▶ [Activity]
Once you have read the entries, copy all of them exactly.
-- Listed records follows --
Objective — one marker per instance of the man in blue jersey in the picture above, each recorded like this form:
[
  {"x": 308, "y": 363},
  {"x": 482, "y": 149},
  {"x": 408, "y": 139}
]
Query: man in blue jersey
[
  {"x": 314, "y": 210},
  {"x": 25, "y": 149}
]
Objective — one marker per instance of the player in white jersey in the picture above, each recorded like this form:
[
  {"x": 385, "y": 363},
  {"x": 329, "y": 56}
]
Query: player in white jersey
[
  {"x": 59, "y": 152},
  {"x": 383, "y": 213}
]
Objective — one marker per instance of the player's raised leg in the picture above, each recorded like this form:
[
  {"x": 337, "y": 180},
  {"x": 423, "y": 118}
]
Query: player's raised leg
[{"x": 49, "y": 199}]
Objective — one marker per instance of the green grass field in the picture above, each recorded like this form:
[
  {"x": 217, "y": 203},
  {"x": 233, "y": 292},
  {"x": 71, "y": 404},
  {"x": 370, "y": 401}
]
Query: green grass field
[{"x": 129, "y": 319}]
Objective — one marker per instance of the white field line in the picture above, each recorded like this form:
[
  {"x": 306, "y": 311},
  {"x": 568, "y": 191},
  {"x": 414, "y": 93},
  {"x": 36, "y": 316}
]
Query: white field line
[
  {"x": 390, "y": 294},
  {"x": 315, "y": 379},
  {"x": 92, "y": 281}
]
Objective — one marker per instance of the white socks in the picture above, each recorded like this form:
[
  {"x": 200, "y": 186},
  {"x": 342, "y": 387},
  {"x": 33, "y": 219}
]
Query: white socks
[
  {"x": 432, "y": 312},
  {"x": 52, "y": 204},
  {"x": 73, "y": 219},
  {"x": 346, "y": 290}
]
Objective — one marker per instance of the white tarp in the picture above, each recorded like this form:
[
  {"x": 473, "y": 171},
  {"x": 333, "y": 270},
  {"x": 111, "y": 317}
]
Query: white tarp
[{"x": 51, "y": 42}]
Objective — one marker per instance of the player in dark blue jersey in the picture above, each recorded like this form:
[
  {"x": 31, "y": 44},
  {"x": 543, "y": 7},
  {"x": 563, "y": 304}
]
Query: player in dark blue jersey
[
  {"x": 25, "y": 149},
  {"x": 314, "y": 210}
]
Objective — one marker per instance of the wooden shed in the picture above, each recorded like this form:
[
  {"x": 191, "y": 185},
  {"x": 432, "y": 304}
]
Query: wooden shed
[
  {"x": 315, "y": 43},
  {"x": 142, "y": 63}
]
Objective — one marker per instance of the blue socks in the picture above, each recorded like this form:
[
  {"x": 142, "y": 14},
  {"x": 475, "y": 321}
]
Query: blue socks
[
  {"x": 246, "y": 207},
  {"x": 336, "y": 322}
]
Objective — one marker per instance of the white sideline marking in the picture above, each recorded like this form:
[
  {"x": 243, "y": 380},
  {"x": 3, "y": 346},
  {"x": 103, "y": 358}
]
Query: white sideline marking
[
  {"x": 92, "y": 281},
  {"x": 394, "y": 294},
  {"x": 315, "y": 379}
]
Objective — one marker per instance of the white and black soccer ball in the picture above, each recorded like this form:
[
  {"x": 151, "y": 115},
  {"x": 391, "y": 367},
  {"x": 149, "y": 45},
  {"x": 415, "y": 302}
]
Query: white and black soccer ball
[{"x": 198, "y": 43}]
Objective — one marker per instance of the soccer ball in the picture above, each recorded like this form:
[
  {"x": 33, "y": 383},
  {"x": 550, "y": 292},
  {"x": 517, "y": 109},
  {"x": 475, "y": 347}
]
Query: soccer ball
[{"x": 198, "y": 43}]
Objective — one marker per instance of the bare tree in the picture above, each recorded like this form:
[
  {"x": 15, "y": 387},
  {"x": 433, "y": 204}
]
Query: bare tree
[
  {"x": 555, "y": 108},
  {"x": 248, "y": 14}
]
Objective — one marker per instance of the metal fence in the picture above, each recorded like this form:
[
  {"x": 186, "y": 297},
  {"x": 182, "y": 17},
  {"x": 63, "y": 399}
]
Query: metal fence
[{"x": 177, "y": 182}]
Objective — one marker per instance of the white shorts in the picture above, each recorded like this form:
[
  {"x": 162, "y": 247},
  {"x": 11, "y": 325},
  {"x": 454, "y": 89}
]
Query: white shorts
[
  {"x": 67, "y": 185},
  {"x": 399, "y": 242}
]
-- Listed records concluded --
▶ [Task answer]
Objective — one marker per instance of the man in blue jersey in the picture above, each recorded like this form:
[
  {"x": 308, "y": 363},
  {"x": 482, "y": 149},
  {"x": 408, "y": 139}
]
Query: man in blue jersey
[
  {"x": 314, "y": 210},
  {"x": 25, "y": 149}
]
Objective — one marker per instance of the player in white jersey in the picture above, each recorded like this form:
[
  {"x": 385, "y": 363},
  {"x": 329, "y": 56}
]
Query: player in white jersey
[
  {"x": 59, "y": 152},
  {"x": 383, "y": 213}
]
Objective — one marker per instance of the player's raised leg in the picture above, each recorded like this form:
[
  {"x": 337, "y": 180},
  {"x": 423, "y": 118}
]
Query: player's raised leg
[{"x": 49, "y": 199}]
Objective — one marker per instance of the green grass field in the picture above, each recorded like this form:
[
  {"x": 217, "y": 203},
  {"x": 233, "y": 292},
  {"x": 71, "y": 404},
  {"x": 370, "y": 401}
]
Query: green grass field
[{"x": 129, "y": 319}]
Objective — one marker per instance of the white field line in the picture above, each recorded like this form:
[
  {"x": 306, "y": 311},
  {"x": 568, "y": 191},
  {"x": 414, "y": 93},
  {"x": 36, "y": 316}
]
Query: white field line
[
  {"x": 390, "y": 294},
  {"x": 315, "y": 379},
  {"x": 92, "y": 281}
]
Objective — one marker per instance of the white socks in the picture above, each recorded like this form:
[
  {"x": 200, "y": 186},
  {"x": 342, "y": 387},
  {"x": 33, "y": 219}
]
Query: white socks
[
  {"x": 432, "y": 312},
  {"x": 52, "y": 204},
  {"x": 73, "y": 219},
  {"x": 346, "y": 290}
]
Objective — one marker per instance of the white tarp in the picture above, each recorded like this form:
[
  {"x": 473, "y": 171},
  {"x": 333, "y": 270},
  {"x": 111, "y": 317}
]
Query: white tarp
[{"x": 51, "y": 42}]
Objective — one marker per instance of the player in dark blue jersey in the picture above, each recorded like this form:
[
  {"x": 31, "y": 44},
  {"x": 543, "y": 7},
  {"x": 563, "y": 304}
]
Query: player in dark blue jersey
[
  {"x": 25, "y": 149},
  {"x": 314, "y": 210}
]
Objective — one marker per instance of the wooden shed in the picture above, each recorded like this form:
[
  {"x": 191, "y": 185},
  {"x": 432, "y": 304}
]
Query: wooden shed
[
  {"x": 315, "y": 43},
  {"x": 142, "y": 63}
]
Objective — one marker per instance of the blue socks in the picture above, each recorded like this form:
[
  {"x": 142, "y": 14},
  {"x": 475, "y": 321}
]
Query: blue socks
[
  {"x": 246, "y": 207},
  {"x": 336, "y": 322}
]
Objective — one marker per instance of the white sideline marking in the picture above, each recorded like this form:
[
  {"x": 243, "y": 380},
  {"x": 3, "y": 346},
  {"x": 103, "y": 358}
]
Query: white sideline marking
[
  {"x": 92, "y": 281},
  {"x": 394, "y": 294},
  {"x": 315, "y": 379}
]
Objective — one marker per instance of the white and black soccer ball in the picture above, each recorded like this form:
[
  {"x": 151, "y": 115},
  {"x": 391, "y": 367},
  {"x": 149, "y": 45},
  {"x": 415, "y": 302}
]
Query: white and black soccer ball
[{"x": 198, "y": 43}]
Objective — one marker per instance of the soccer ball in the picture above, each recorded like this form:
[
  {"x": 33, "y": 383},
  {"x": 550, "y": 292},
  {"x": 517, "y": 109},
  {"x": 475, "y": 347}
]
Query: soccer ball
[{"x": 198, "y": 43}]
Objective — one marker per instance of the bare tree in the picture above, each recorded like this form:
[
  {"x": 15, "y": 387},
  {"x": 433, "y": 204}
]
Query: bare tree
[
  {"x": 555, "y": 108},
  {"x": 248, "y": 14}
]
Objective — one marker per instance of the metal fence in the picture above, each recorded like this form:
[
  {"x": 186, "y": 297},
  {"x": 182, "y": 17},
  {"x": 63, "y": 399}
]
Query: metal fence
[{"x": 177, "y": 182}]
Objective — one marker per instance of the white shorts in the picture above, each recorded like this form:
[
  {"x": 162, "y": 247},
  {"x": 11, "y": 325},
  {"x": 454, "y": 89}
]
Query: white shorts
[
  {"x": 67, "y": 185},
  {"x": 399, "y": 242}
]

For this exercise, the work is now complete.